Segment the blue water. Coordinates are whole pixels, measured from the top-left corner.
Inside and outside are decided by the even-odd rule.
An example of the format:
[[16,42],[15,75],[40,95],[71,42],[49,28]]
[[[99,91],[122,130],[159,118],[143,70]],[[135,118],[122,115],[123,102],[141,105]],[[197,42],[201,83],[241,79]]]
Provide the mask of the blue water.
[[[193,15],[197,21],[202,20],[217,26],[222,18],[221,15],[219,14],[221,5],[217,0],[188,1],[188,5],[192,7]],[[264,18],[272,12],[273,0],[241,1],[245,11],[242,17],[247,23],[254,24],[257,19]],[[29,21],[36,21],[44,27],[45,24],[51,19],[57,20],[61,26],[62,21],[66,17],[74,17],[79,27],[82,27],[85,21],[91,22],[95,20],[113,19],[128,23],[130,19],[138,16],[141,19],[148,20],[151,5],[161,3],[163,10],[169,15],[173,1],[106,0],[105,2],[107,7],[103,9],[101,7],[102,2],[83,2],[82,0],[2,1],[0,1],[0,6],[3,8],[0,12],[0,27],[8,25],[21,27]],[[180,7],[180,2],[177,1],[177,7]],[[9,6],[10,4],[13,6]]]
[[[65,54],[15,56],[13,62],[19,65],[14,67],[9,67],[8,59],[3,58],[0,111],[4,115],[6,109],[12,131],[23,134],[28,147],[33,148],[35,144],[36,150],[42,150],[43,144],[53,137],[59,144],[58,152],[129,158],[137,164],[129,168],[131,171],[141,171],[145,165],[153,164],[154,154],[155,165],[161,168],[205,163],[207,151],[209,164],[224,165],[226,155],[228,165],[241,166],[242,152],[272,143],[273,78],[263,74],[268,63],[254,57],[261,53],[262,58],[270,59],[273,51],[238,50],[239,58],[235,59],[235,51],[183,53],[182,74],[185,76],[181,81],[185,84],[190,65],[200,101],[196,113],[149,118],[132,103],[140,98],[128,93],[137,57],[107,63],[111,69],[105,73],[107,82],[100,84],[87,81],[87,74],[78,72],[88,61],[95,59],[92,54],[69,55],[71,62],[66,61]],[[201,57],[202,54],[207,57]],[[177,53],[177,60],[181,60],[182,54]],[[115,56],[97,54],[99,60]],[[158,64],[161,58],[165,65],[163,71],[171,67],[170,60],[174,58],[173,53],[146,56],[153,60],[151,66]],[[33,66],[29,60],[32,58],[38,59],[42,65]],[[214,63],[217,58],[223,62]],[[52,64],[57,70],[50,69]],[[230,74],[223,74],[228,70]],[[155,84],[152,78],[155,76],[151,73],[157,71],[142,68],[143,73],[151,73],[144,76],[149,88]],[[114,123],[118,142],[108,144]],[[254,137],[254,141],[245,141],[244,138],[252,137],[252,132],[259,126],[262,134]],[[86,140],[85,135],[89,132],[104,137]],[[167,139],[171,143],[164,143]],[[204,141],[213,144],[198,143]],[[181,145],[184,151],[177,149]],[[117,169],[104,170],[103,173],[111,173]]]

==========

■ Work instructions:
Reproduce the entries above exactly.

■ Written solution:
Segment the blue water. Coordinates are whole pixels, measured from the top-left corner.
Inside and outside are decided by the even-odd rule.
An example of the format:
[[16,42],[15,75],[40,95],[71,42],[49,28]]
[[[99,91],[122,130],[159,118],[143,70]],[[135,118],[122,115],[123,102],[141,105]],[[197,42],[201,83],[241,79]]]
Provide the mask of the blue water.
[[[193,15],[197,21],[202,20],[217,26],[222,18],[221,15],[219,14],[221,5],[217,0],[188,1],[188,5],[192,7]],[[264,18],[272,12],[273,0],[241,1],[245,11],[242,17],[247,23],[254,24],[257,19]],[[29,21],[36,21],[44,27],[45,24],[51,19],[57,20],[61,26],[62,21],[66,17],[74,17],[79,27],[82,27],[85,21],[91,22],[95,20],[113,19],[128,23],[130,19],[138,16],[141,19],[148,20],[151,5],[161,3],[163,10],[169,15],[173,1],[106,0],[105,2],[107,7],[103,9],[101,7],[102,2],[83,2],[82,0],[2,1],[0,1],[0,6],[3,8],[0,12],[0,27],[8,25],[21,27]],[[180,7],[180,2],[177,1],[177,7]],[[9,6],[10,4],[13,6]]]
[[[65,54],[15,56],[13,62],[19,65],[14,67],[9,67],[8,59],[3,58],[0,111],[4,115],[6,109],[12,131],[23,134],[28,147],[33,148],[35,144],[36,150],[42,150],[43,144],[53,137],[59,144],[58,152],[129,158],[137,164],[129,168],[131,171],[141,171],[145,165],[153,164],[154,154],[155,165],[161,168],[205,163],[207,151],[209,164],[224,165],[226,155],[228,165],[241,166],[242,152],[272,143],[273,78],[263,74],[268,63],[254,57],[261,53],[262,58],[270,59],[273,51],[238,50],[239,58],[235,59],[235,51],[183,53],[182,74],[185,76],[181,81],[185,84],[190,65],[200,101],[196,113],[149,118],[132,103],[140,98],[128,93],[137,57],[107,63],[111,69],[105,73],[107,82],[100,84],[87,81],[87,74],[78,72],[88,61],[95,59],[92,54],[69,55],[71,62],[66,61]],[[201,57],[202,54],[207,57]],[[177,53],[177,60],[181,60],[182,54]],[[115,56],[97,54],[99,60]],[[158,64],[161,58],[165,65],[163,71],[171,67],[170,60],[174,58],[173,53],[146,56],[153,60],[151,66]],[[33,66],[29,60],[32,58],[38,59],[42,65]],[[214,63],[217,58],[223,62]],[[52,64],[57,70],[50,69]],[[230,74],[223,74],[228,70]],[[155,84],[152,78],[155,76],[151,73],[157,71],[142,68],[143,73],[151,73],[144,76],[149,88]],[[114,123],[118,142],[108,144]],[[254,137],[254,141],[245,141],[244,138],[252,137],[252,132],[259,126],[262,134]],[[86,140],[85,135],[89,132],[104,137]],[[167,139],[171,143],[164,143]],[[204,141],[213,144],[198,143]],[[181,145],[184,151],[177,149]],[[117,169],[104,170],[103,173],[111,173]]]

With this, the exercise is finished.